Applying the Stochastic Gradient Descent (SGD) to the regularized linear methods can help building an estimator for classification and regression problems.

    Scikit-learn API provides the SGDClassifier class to implement SGD method for classification problems. The SGDClassifier applies regularized linear model with SGD learning to build an estimator. The SGD classifier works well with large-scale datasets and it is an efficient and easy to implement method.

    In this tutorial, we'll briefly learn how to classify data by using the SGDClassifier class in Python. The tutorial covers:

1. Preparing the data
2. Training the model
3. Predicting and accuracy check
4. Iris dataset classification example
5. Source code listing

We'll start by loading the required libraries and functions.

In [None]:
from sklearn.linear_model import SGDClassifier
from sklearn.datasets import load_iris
from sklearn.datasets import make_classification
from sklearn.model_selection import train_test_split
from sklearn.metrics import confusion_matrix
from sklearn.metrics import classification_report
from sklearn.preprocessing import scale

**Preparing the data**

    First, we'll generate random classification dataset with make_classification() function. The dataset contains 3 classes with 10 features and the number of samples is 5000.

* Direction
Translate this sentence from the SGD classifier tutorial into Spanish: "The SGD classifier works well with large-scale datasets and it is an efficient and easy to implement method."

* Entries provided

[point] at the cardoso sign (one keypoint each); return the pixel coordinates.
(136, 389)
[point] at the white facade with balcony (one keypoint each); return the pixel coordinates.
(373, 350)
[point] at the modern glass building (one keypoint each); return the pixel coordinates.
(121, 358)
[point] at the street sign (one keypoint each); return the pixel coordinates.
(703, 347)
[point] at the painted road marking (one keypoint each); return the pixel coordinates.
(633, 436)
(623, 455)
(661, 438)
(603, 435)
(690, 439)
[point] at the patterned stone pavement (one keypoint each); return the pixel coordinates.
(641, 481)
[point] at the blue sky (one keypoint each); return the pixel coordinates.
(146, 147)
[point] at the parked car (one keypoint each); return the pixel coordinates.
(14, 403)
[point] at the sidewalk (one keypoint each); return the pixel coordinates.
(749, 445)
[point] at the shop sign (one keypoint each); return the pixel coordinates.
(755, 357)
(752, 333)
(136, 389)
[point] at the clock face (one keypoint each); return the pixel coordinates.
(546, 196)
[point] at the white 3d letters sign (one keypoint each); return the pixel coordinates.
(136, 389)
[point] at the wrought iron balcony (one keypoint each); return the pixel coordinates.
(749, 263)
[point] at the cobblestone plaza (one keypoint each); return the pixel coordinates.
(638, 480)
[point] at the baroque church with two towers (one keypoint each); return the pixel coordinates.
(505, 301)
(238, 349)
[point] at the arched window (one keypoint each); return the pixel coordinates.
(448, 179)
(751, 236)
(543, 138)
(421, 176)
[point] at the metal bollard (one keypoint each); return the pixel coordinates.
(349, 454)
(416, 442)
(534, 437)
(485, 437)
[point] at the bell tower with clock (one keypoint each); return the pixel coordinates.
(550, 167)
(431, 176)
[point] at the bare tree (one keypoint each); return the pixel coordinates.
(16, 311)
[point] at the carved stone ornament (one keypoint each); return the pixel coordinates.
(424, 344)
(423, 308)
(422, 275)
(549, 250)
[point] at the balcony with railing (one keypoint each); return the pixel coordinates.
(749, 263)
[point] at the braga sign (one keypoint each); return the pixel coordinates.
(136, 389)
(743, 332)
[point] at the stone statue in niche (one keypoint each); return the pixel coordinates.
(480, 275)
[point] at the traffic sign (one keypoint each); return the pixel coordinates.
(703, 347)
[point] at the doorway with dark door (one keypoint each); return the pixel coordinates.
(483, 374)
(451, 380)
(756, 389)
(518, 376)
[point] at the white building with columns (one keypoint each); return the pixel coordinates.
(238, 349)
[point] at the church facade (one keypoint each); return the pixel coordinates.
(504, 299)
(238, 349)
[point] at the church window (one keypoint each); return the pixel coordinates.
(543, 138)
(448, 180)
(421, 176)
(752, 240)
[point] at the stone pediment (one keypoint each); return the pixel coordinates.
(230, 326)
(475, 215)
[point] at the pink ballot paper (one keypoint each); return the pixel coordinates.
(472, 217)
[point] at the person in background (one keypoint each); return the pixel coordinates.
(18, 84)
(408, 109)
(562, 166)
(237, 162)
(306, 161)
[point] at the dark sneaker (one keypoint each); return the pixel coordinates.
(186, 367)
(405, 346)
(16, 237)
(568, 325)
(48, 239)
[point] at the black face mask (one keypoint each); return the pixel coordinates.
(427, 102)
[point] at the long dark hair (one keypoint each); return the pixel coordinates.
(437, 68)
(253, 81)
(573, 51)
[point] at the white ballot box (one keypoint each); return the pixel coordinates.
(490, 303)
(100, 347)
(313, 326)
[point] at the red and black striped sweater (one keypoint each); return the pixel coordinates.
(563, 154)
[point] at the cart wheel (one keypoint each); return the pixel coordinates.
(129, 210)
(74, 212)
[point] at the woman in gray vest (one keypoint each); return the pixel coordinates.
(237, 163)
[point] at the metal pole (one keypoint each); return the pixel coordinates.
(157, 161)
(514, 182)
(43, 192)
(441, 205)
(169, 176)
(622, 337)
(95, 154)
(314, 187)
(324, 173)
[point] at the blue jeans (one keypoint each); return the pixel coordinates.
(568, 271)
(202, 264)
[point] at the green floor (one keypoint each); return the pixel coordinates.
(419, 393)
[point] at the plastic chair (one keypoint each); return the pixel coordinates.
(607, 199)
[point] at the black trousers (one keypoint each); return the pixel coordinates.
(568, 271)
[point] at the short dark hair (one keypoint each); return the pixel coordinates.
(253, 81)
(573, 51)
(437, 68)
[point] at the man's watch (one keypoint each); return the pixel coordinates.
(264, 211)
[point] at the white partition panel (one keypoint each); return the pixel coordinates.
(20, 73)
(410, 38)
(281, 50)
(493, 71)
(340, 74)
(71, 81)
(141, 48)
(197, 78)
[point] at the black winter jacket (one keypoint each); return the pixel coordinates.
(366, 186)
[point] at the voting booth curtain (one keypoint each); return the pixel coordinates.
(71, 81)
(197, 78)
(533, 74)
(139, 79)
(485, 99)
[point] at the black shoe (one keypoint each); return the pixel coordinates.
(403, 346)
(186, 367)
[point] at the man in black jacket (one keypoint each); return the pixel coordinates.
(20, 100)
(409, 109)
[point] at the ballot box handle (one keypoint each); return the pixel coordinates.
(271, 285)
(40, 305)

* Completed exercise
El clasificador SGD funciona bien con conjuntos de datos a gran escala y es un método eficiente y fácil de implementar.